» Instruction
Copy the transcript on why some projects use multiple programming languages in full, word for word.

» Document section
▽
Why Some Projects Use Multiple Programming Languages - en - Twincloud's Youtube Subtitle Extractor

This video was sponsored by Let's Get Rusty. Today, we're going to cover some

low-level concepts that you probably never have to think about unless you're

working at the systems level. One of the most frequent video

suggestions I receive is to explain why some projects seem to involve multiple

programming languages in their development. Explaining this can be

either extremely easy or extremely difficult depending on the type of

project. Take a full stack framework like Django for example. Python is used

to handle the backend which runs on the server and HTML, CSS and JavaScript to

build the user interface displayed on the client side.

This is a multi- language project. But in this case, it's easy to understand

how everything works in production because we're essentially developing two

separate processes that communicate remotely at runtime using some form of

interprocess communication. But there are other types of projects

where components written in different programming languages are meant to run

together as a single process. So how are these kinds of projects even possible?

Hi friends, my name is George and this is Core Dumpt.

If you follow this channel, I'm pretty sure you love low-level systems. And

that's exactly why I'm excited to say that this video is sponsored by Let's

Get Rusty. Let's be honest, Rust is no longer the language of the future. It's

the language of the present. Don't take my word for it. Just look at the

industry. Big companies are betting big on Rust for building critical systems.
△
» Given material
▽
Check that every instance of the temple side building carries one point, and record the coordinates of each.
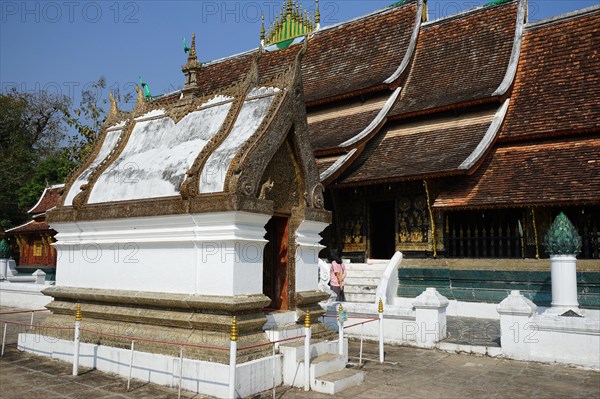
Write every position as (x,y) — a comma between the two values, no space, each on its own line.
△
» Response for this exercise
Why Some Projects Use Multiple Programming Languages - en - Twincloud's Youtube Subtitle Extractor

This video was sponsored by Let's Get Rusty. Today, we're going to cover some

low-level concepts that you probably never have to think about unless you're

working at the systems level. One of the most frequent video

suggestions I receive is to explain why some projects seem to involve multiple

programming languages in their development. Explaining this can be

either extremely easy or extremely difficult depending on the type of

project. Take a full stack framework like Django for example. Python is used

to handle the backend which runs on the server and HTML, CSS and JavaScript to

build the user interface displayed on the client side.

This is a multi- language project. But in this case, it's easy to understand

how everything works in production because we're essentially developing two

separate processes that communicate remotely at runtime using some form of

interprocess communication. But there are other types of projects

where components written in different programming languages are meant to run

together as a single process. So how are these kinds of projects even possible?

Hi friends, my name is George and this is Core Dumpt.

If you follow this channel, I'm pretty sure you love low-level systems. And

that's exactly why I'm excited to say that this video is sponsored by Let's

Get Rusty. Let's be honest, Rust is no longer the language of the future. It's

the language of the present. Don't take my word for it. Just look at the

industry. Big companies are betting big on Rust for building critical systems.